Stored data
------------

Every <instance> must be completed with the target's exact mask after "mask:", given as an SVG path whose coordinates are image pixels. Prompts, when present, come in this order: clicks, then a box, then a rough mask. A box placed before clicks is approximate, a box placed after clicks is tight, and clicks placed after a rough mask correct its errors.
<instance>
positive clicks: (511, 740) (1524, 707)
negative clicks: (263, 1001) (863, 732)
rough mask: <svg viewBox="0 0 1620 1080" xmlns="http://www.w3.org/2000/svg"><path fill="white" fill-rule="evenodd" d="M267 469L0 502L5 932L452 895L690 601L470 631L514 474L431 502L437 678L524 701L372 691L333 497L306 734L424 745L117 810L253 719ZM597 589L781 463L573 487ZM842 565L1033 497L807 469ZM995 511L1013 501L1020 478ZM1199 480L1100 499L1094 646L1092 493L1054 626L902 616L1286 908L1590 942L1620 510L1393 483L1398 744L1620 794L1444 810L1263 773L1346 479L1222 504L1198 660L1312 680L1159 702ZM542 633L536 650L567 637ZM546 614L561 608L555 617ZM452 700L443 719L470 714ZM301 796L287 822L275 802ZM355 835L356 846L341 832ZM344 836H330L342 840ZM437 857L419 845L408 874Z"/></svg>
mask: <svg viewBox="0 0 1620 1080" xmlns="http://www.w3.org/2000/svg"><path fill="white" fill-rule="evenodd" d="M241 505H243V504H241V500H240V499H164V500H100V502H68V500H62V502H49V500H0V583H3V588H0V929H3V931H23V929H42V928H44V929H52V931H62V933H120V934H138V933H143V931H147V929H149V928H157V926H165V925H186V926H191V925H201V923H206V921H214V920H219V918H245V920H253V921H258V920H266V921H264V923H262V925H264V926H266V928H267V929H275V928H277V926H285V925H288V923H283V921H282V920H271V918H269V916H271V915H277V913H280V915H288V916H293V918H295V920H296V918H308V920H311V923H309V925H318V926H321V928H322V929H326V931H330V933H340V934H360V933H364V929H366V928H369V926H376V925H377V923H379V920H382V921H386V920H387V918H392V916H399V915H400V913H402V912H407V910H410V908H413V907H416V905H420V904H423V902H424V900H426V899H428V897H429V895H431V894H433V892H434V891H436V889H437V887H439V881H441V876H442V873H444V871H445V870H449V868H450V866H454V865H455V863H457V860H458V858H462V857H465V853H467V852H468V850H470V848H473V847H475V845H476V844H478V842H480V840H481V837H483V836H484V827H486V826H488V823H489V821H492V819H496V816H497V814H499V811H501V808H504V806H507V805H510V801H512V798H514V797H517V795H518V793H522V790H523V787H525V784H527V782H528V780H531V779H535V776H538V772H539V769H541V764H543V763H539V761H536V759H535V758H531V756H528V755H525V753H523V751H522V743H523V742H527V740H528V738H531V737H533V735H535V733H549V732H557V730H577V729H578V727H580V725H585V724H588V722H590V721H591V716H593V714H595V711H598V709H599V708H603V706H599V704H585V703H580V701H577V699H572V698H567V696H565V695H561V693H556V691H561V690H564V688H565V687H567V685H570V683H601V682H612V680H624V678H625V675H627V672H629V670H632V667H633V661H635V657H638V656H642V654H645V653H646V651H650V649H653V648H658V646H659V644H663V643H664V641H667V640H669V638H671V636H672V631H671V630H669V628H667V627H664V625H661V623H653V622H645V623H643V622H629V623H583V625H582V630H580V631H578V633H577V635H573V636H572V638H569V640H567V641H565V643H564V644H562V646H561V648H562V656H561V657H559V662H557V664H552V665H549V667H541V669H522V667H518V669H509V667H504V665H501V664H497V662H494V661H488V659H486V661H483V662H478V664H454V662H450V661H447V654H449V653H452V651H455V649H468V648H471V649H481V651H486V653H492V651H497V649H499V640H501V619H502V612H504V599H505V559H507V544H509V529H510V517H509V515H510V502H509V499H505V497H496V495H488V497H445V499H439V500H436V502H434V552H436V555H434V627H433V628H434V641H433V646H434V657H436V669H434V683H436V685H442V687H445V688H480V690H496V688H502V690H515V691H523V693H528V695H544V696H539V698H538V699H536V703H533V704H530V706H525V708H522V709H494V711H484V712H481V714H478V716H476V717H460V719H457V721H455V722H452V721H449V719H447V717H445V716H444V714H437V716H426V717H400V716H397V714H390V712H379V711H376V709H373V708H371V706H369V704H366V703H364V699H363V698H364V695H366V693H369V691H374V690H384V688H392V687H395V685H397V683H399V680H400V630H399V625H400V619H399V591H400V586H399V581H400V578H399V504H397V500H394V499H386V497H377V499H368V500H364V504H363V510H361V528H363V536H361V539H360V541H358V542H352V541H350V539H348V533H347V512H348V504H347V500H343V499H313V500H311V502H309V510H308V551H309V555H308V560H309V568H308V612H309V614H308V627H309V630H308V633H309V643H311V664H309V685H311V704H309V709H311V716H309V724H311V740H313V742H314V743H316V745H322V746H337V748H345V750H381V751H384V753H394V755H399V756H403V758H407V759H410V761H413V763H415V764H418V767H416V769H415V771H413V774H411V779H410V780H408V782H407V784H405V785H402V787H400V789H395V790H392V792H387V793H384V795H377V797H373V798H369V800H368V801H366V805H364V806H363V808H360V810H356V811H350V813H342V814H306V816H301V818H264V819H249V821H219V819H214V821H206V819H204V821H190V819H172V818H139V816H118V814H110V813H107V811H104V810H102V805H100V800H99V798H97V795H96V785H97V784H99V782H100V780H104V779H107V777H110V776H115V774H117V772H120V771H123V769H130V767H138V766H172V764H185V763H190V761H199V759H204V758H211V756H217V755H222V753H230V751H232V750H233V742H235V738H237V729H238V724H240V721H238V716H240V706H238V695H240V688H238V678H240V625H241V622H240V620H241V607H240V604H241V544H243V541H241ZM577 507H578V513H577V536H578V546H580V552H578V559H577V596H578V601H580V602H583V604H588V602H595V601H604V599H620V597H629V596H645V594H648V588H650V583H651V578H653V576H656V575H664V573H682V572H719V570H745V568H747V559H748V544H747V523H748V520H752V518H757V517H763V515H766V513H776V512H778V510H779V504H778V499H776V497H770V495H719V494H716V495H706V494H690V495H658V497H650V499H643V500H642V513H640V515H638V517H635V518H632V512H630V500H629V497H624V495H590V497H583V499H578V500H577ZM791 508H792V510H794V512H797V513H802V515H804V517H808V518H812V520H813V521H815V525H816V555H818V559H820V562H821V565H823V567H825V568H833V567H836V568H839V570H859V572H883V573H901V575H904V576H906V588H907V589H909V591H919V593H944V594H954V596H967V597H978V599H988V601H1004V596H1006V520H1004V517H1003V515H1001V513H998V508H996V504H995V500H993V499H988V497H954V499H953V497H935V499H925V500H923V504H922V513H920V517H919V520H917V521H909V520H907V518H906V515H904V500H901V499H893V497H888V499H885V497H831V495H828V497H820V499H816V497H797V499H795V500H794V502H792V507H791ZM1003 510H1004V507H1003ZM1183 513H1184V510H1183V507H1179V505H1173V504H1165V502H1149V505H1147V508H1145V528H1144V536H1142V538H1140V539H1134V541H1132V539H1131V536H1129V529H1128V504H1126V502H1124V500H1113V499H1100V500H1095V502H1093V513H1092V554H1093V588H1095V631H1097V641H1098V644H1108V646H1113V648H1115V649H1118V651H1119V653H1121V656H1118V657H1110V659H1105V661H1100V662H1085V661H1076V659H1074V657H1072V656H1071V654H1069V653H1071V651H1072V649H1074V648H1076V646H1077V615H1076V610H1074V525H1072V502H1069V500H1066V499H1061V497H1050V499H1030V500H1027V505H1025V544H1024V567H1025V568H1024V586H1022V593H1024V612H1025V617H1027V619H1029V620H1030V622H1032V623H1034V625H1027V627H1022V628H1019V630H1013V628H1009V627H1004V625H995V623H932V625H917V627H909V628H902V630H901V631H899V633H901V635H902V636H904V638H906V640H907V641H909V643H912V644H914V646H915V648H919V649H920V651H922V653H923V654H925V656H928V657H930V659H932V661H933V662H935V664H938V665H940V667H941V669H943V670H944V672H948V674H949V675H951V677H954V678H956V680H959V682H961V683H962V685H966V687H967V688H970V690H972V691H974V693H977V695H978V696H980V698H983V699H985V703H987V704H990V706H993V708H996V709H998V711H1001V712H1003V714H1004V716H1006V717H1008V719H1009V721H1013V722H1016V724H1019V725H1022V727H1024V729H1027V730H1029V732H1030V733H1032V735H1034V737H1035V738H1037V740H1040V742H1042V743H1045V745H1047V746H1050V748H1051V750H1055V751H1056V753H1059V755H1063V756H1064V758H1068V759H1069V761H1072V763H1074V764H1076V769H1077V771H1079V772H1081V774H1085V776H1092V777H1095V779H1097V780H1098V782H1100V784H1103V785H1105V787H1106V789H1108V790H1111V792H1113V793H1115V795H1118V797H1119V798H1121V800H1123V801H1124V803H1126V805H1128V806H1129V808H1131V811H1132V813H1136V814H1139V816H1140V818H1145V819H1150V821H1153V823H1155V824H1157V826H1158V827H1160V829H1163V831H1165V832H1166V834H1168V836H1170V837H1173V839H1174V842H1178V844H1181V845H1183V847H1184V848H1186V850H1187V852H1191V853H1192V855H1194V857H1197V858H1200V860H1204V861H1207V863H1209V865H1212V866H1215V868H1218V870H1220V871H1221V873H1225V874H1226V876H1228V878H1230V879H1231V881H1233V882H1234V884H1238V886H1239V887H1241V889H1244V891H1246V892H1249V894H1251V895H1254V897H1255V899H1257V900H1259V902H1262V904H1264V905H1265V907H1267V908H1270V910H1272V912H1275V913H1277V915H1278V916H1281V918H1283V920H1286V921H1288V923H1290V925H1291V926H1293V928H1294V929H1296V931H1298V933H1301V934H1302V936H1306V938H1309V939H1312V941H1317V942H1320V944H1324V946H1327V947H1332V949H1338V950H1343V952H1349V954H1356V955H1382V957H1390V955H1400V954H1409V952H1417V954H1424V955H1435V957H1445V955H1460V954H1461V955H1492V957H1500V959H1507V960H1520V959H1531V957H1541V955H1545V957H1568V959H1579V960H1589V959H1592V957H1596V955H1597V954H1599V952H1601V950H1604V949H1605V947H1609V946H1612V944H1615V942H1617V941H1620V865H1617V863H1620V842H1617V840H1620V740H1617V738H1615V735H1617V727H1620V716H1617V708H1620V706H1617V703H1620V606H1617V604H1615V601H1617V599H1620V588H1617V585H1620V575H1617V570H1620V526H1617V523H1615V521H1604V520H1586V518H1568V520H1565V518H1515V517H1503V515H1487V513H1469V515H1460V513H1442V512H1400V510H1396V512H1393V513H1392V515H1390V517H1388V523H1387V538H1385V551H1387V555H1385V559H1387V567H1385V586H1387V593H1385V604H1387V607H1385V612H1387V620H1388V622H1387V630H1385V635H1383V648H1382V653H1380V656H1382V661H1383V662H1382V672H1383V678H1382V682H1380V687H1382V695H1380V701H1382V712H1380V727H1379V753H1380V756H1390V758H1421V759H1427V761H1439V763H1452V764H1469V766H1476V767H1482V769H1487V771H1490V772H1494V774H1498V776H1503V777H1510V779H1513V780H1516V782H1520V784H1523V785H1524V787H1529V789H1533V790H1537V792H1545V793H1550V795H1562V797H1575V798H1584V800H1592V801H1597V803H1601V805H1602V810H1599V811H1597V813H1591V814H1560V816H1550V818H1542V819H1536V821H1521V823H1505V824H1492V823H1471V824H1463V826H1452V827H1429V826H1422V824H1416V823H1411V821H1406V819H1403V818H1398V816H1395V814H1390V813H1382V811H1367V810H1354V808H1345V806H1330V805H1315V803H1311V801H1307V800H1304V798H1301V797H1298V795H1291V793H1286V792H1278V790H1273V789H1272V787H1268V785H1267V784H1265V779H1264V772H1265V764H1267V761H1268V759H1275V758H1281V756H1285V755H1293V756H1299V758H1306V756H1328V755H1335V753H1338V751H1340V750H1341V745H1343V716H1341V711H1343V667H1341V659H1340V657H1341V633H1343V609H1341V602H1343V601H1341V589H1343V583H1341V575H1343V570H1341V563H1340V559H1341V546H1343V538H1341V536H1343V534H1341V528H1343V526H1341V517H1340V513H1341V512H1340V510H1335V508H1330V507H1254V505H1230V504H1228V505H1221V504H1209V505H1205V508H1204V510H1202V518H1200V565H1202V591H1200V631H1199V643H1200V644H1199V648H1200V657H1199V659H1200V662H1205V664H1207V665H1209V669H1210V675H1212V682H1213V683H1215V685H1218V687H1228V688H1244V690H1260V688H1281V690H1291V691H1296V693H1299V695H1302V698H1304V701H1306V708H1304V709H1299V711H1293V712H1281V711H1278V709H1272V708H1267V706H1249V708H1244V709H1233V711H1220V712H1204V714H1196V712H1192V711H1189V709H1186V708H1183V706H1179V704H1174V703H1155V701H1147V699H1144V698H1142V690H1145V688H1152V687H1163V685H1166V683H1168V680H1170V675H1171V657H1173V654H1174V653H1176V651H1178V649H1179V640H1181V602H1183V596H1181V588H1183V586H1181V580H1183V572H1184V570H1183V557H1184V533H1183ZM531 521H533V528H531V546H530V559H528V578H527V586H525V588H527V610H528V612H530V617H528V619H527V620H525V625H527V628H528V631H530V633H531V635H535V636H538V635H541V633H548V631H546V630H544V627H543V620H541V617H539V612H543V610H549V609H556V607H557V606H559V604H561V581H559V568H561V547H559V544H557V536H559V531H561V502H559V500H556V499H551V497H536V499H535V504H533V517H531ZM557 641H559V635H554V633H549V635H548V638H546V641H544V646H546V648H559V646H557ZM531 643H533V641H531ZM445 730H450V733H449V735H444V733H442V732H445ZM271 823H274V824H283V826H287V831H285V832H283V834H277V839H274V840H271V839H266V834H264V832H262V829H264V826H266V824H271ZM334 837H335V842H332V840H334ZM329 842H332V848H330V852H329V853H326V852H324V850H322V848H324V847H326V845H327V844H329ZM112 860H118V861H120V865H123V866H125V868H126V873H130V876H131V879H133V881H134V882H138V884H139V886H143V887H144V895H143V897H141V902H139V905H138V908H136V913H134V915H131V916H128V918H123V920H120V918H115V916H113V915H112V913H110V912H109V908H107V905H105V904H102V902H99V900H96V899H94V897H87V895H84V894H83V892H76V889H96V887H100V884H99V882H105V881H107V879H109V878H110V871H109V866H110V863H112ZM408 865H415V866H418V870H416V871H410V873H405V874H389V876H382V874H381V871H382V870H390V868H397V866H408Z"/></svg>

------------

Assigned task: Transcribe verbatim. Cover the lines from the first line of the entries above to the line containing "negative clicks: (263, 1001) (863, 732)", inclusive.

Answer to this task:
Every <instance> must be completed with the target's exact mask after "mask:", given as an SVG path whose coordinates are image pixels. Prompts, when present, come in this order: clicks, then a box, then a rough mask. A box placed before clicks is approximate, a box placed after clicks is tight, and clicks placed after a rough mask correct its errors.
<instance>
positive clicks: (511, 740) (1524, 707)
negative clicks: (263, 1001) (863, 732)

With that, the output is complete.